Content starts
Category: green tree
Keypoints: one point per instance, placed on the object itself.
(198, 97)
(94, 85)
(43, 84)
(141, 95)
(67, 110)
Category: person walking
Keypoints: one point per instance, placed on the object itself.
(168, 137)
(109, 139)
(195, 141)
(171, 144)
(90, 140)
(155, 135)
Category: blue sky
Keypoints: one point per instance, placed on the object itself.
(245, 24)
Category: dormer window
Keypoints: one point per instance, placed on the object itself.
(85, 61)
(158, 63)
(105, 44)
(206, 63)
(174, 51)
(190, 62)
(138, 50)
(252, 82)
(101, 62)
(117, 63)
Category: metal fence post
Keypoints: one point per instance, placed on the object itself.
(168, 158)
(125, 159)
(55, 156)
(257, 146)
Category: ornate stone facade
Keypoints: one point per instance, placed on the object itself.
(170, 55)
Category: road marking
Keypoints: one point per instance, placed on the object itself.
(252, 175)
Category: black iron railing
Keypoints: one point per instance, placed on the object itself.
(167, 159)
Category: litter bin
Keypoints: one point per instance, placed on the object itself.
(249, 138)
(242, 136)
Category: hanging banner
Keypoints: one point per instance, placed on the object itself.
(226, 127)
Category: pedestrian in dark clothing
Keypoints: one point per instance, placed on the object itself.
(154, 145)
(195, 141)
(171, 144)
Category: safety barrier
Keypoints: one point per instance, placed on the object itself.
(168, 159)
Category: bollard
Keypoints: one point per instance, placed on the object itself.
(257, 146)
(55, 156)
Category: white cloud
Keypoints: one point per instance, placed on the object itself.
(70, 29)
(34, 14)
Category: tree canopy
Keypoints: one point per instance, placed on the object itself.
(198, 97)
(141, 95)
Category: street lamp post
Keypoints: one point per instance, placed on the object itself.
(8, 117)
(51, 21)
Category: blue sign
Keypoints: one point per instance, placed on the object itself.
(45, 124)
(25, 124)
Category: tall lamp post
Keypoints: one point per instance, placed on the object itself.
Content ends
● YOUR TASK:
Give back the records above, character for character.

● FINISHED TASK:
Category: green tree
Keypoints: one point per instance, placed on the object itself.
(198, 97)
(94, 85)
(43, 84)
(141, 95)
(67, 110)
Category: person walking
Keypoints: one point per instance, placed on the object itself.
(168, 137)
(109, 139)
(195, 141)
(171, 144)
(90, 140)
(155, 135)
Category: blue sky
Keypoints: one point per instance, placed on the object itself.
(245, 24)
Category: dormer window
Keypoints: one point per instance, placed on the object itself.
(85, 61)
(158, 63)
(105, 44)
(206, 63)
(174, 51)
(190, 62)
(138, 50)
(252, 82)
(101, 62)
(117, 63)
Category: metal fence post
Keypoints: one point per instance, placed on the object itself.
(168, 158)
(125, 159)
(55, 156)
(257, 146)
Category: ornate stone facade
Keypoints: one point per instance, placed on the object itself.
(170, 55)
Category: road marking
Keypoints: one point per instance, placed on the object itself.
(252, 175)
Category: black iron railing
Keypoints: one point per instance, placed on the object itself.
(167, 159)
Category: litter bin
Keypoints: one point per instance, placed on the object itself.
(249, 138)
(242, 136)
Category: hanging banner
Keypoints: one point per instance, placed on the object itself.
(226, 127)
Category: pedestrian in dark clothing
Keypoints: one point per instance, placed on the object itself.
(154, 145)
(195, 141)
(171, 144)
Category: safety barrier
Keypoints: one point per instance, placed on the object itself.
(168, 159)
Category: bollard
Keypoints: one point per instance, placed on the object itself.
(257, 146)
(55, 156)
Category: white cloud
Keypoints: one point per instance, placed on the object itself.
(70, 29)
(34, 14)
Category: tree canopy
Keypoints: one point per instance, placed on the object itself.
(198, 97)
(141, 95)
Category: street lamp post
Keypoints: one point per instance, placed on the object itself.
(8, 117)
(51, 21)
Category: blue sign
Keypoints: one point per instance, placed on the object itself.
(45, 124)
(25, 124)
Category: tall lamp post
Keypoints: one point per instance, placed on the object itself.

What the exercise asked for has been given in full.